### What is being asked
Lines from the one containing "Target: sealed cardboard box" to the end of the entries below must be reproduced exactly, with both end lines kept and no other line added.

Data items
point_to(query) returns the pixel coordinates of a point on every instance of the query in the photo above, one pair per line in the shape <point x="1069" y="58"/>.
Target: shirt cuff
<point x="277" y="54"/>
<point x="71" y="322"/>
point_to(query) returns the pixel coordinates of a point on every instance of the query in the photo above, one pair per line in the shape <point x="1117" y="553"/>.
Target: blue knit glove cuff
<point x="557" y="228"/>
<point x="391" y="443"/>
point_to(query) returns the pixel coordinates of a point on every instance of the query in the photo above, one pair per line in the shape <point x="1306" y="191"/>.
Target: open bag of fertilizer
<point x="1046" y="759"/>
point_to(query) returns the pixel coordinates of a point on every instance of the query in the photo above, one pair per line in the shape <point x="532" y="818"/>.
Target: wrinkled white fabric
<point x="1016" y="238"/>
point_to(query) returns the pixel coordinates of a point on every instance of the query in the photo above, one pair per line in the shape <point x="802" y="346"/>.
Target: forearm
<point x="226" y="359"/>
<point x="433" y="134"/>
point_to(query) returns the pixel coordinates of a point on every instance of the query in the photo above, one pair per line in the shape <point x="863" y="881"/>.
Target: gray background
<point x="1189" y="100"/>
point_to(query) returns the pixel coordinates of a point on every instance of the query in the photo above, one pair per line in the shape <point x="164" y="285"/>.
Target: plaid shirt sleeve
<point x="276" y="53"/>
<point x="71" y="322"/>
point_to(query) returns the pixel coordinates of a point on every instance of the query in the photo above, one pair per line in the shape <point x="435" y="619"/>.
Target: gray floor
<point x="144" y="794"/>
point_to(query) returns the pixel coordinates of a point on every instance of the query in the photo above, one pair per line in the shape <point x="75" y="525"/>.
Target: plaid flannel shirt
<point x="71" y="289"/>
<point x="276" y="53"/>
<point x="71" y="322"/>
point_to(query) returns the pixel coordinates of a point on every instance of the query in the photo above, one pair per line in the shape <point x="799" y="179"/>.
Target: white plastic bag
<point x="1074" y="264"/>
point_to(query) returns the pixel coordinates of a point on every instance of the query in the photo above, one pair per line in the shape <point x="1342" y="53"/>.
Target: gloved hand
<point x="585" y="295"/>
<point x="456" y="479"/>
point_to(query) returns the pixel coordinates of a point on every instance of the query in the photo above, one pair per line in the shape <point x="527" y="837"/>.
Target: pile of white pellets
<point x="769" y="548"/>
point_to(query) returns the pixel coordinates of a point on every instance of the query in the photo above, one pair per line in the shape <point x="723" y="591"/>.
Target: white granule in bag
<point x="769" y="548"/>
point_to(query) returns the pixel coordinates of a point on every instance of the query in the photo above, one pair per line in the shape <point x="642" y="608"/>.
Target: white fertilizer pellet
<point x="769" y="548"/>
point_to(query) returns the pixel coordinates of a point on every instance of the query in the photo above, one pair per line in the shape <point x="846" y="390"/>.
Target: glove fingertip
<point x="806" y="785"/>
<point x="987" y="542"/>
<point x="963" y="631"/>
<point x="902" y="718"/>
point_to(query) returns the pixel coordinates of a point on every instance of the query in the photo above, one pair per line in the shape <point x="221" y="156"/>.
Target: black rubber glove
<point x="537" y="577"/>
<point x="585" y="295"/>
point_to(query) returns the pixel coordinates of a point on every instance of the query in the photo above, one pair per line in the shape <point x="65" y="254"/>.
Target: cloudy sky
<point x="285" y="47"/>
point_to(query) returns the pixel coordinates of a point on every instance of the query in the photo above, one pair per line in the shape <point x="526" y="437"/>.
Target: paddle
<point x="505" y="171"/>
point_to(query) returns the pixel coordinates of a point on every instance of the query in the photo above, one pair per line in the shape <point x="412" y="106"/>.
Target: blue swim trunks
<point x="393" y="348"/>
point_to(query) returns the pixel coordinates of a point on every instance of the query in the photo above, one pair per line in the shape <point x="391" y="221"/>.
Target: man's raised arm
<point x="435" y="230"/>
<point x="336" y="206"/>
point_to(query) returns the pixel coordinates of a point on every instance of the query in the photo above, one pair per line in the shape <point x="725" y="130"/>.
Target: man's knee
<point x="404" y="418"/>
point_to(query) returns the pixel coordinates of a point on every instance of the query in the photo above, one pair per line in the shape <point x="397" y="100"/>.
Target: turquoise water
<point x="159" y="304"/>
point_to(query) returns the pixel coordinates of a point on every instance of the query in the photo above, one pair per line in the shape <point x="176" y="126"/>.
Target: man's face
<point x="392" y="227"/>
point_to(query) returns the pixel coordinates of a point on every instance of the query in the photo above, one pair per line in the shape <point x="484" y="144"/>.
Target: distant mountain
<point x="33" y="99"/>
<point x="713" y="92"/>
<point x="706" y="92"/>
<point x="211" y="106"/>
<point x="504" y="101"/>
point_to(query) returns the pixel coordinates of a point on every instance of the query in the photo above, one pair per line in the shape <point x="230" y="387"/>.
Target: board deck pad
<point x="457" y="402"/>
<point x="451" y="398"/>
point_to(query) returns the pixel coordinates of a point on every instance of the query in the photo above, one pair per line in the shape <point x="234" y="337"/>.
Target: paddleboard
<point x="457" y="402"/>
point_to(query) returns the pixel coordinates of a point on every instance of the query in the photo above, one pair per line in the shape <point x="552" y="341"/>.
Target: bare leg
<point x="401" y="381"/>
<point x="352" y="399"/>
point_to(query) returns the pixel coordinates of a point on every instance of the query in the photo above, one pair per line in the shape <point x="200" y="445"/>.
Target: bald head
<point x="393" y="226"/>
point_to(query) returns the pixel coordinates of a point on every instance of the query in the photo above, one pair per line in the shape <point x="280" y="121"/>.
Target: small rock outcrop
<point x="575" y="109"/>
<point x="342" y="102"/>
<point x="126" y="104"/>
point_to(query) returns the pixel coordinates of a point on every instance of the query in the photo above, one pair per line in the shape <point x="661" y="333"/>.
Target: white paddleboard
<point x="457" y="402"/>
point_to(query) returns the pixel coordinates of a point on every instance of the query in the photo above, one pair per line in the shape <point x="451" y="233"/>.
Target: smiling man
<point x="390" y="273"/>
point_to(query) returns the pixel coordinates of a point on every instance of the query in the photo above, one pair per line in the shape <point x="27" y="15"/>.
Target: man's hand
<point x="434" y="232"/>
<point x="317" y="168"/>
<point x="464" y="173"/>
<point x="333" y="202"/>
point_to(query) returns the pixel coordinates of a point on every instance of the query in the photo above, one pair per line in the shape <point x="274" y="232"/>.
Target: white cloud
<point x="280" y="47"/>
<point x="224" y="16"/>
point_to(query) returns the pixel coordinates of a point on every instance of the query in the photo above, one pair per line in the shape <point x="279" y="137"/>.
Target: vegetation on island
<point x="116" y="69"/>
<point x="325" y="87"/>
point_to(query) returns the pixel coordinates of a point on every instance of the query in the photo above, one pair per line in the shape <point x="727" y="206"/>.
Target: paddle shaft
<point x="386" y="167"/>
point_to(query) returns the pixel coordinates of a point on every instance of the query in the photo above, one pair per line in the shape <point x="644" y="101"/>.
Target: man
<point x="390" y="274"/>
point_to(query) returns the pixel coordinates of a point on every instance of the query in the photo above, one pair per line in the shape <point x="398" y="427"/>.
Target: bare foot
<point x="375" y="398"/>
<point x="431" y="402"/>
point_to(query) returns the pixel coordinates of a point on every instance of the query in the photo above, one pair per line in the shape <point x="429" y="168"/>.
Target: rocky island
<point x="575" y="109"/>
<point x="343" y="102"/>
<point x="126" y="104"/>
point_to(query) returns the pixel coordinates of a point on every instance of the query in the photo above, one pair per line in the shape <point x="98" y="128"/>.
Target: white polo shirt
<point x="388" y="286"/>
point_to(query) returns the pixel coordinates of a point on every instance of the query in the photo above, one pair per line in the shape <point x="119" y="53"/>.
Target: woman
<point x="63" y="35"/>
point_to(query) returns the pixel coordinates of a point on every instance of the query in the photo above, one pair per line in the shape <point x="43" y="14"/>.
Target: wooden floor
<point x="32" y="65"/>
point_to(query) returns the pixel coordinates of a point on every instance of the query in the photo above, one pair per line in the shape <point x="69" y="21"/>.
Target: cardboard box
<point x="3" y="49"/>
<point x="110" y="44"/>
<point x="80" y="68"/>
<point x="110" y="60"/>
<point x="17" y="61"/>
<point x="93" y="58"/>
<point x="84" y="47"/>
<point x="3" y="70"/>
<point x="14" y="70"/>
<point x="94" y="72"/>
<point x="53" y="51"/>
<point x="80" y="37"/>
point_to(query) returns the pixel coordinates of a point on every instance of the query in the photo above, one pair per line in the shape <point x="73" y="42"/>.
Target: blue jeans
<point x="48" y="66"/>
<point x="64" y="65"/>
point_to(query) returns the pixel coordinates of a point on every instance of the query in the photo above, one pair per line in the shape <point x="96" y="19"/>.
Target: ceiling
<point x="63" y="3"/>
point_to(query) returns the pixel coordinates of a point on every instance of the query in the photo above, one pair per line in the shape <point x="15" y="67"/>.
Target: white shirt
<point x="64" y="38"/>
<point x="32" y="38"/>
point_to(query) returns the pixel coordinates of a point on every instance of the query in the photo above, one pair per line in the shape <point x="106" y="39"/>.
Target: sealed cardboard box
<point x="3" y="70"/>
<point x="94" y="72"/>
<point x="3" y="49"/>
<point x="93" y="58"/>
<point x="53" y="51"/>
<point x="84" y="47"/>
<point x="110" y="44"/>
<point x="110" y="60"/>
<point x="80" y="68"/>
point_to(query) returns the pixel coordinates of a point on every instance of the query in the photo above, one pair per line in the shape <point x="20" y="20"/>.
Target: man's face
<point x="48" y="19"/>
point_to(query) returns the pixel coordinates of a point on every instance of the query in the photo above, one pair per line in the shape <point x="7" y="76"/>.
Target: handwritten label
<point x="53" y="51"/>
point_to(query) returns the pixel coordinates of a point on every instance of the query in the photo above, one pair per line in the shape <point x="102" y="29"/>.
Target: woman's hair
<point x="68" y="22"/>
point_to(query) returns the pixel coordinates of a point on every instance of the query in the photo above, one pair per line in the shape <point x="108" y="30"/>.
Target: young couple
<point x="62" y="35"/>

### Output for this task
Target: sealed cardboard box
<point x="3" y="70"/>
<point x="94" y="72"/>
<point x="3" y="49"/>
<point x="93" y="58"/>
<point x="53" y="51"/>
<point x="84" y="47"/>
<point x="110" y="44"/>
<point x="110" y="60"/>
<point x="80" y="68"/>
point_to(query) returns the pixel coordinates of a point on every instance of the query in the photo above, one pair per line in the shape <point x="20" y="20"/>.
Target: man's face
<point x="48" y="19"/>
point_to(query) returns the pixel coordinates of a point on every instance of the query in the photo above, one pair per line in the shape <point x="7" y="76"/>.
Target: handwritten label
<point x="53" y="51"/>
point_to(query) returns the pixel coordinates of a point on every instance of the query in the photo above, one pair per line in the shape <point x="102" y="29"/>.
Target: woman's hair
<point x="68" y="22"/>
point_to(query) returns the pixel coordinates of a point on every instance of the query in the photo above, one pair per line in the shape <point x="108" y="30"/>.
Target: young couple
<point x="62" y="35"/>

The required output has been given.